*** Extracted records ***

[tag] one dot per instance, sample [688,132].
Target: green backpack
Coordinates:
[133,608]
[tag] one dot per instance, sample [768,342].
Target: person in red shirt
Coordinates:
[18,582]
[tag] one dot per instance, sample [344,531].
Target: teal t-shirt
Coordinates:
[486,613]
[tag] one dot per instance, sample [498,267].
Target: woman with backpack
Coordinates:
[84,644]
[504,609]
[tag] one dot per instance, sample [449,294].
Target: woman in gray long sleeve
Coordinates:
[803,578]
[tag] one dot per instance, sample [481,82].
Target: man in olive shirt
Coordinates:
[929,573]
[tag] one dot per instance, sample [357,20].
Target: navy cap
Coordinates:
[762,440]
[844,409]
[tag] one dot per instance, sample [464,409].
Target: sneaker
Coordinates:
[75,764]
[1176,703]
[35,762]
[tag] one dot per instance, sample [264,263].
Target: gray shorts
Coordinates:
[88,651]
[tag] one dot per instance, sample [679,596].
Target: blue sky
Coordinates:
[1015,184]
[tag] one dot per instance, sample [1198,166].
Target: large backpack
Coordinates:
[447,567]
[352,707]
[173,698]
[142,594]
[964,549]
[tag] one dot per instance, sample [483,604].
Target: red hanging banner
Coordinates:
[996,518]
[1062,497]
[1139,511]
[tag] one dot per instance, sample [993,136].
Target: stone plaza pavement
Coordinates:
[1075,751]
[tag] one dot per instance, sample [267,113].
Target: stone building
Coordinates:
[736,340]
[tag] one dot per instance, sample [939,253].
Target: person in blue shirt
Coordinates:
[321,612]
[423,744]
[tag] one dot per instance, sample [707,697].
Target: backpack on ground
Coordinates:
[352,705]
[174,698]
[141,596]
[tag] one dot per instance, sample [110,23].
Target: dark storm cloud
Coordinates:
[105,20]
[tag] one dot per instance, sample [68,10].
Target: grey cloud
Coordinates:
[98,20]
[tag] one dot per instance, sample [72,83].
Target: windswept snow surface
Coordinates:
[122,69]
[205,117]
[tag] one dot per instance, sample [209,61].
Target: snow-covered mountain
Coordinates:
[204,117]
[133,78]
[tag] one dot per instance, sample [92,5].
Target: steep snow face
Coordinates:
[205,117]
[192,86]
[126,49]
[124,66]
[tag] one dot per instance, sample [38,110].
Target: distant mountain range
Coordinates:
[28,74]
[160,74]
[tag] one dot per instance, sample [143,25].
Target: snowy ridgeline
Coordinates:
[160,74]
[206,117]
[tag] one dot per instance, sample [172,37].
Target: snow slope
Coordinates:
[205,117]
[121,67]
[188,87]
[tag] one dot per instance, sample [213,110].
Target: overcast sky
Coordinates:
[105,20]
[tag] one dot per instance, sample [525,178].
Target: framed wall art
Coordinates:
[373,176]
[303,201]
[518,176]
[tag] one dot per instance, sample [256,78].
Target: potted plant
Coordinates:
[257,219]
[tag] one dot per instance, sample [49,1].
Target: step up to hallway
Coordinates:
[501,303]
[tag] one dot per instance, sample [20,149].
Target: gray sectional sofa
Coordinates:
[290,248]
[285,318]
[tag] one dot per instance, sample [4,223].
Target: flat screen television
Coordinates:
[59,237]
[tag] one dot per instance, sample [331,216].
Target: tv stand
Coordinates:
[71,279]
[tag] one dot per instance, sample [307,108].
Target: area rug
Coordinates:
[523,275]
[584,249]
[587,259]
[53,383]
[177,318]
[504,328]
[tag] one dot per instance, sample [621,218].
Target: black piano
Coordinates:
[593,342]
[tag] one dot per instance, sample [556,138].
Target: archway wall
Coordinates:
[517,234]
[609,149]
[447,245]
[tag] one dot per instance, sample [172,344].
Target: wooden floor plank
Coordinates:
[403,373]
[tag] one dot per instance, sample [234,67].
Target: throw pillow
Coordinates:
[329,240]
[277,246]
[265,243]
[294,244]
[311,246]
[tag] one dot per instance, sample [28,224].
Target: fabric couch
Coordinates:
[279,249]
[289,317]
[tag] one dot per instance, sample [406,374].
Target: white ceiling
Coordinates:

*** End of Extracted records ***

• **Exercise description**:
Would you copy all lines in the records where the string "cloud" appears?

• **Expected answer**:
Target: dark storm cloud
Target: grey cloud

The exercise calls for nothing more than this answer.